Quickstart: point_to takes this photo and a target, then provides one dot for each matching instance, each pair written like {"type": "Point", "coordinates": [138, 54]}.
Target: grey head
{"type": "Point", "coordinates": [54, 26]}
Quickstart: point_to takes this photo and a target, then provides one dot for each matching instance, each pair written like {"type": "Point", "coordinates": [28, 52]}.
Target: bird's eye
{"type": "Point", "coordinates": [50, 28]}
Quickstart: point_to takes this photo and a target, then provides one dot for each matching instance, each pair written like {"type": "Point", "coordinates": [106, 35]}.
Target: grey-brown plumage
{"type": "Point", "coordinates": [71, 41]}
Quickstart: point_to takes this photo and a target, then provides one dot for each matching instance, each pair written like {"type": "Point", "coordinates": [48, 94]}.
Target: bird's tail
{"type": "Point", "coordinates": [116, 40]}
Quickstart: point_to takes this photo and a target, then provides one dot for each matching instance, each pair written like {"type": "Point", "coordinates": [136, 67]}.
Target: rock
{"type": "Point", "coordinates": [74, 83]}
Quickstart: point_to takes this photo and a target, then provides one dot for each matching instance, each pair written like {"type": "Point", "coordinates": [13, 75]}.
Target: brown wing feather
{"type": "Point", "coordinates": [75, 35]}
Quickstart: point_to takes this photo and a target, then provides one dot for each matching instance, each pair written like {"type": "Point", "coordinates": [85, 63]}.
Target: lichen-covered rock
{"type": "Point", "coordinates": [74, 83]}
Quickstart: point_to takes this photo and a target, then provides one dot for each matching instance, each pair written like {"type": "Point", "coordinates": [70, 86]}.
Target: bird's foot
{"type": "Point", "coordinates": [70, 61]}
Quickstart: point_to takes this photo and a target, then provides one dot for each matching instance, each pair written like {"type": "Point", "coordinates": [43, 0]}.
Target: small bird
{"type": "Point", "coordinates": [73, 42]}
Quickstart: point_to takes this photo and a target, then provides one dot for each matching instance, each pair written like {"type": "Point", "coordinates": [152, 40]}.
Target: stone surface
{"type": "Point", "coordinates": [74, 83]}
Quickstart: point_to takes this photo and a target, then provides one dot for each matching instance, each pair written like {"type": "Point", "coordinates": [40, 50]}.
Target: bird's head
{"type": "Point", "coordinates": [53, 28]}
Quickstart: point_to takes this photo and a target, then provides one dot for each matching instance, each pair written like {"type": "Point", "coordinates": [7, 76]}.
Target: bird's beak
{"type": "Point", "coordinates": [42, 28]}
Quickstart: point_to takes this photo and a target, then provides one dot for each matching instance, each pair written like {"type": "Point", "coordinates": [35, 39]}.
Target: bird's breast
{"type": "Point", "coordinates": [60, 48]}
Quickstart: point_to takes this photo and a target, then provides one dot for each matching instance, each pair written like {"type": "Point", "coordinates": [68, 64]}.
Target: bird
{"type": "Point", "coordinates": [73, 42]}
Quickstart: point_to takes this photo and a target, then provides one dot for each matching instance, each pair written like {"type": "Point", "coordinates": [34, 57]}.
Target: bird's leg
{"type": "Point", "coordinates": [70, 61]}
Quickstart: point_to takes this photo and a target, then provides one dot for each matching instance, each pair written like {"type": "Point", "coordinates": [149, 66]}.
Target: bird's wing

————————

Each line from the line holding "Target: bird's breast" through the end of the material above is to be printed exactly, both ends included, and no other line is to appear.

REPLY TO THE TASK »
Target: bird's breast
{"type": "Point", "coordinates": [60, 48]}
Quickstart: point_to takes this photo and a target, then provides one dot for each matching instance, each pair written like {"type": "Point", "coordinates": [68, 64]}.
Target: bird
{"type": "Point", "coordinates": [73, 42]}
Quickstart: point_to takes this photo and a target, then provides one dot for each matching instance, each pair written like {"type": "Point", "coordinates": [34, 57]}.
Target: bird's leg
{"type": "Point", "coordinates": [70, 61]}
Quickstart: point_to takes this photo and a target, then provides one dot for each matching instance, each pair written like {"type": "Point", "coordinates": [149, 66]}.
Target: bird's wing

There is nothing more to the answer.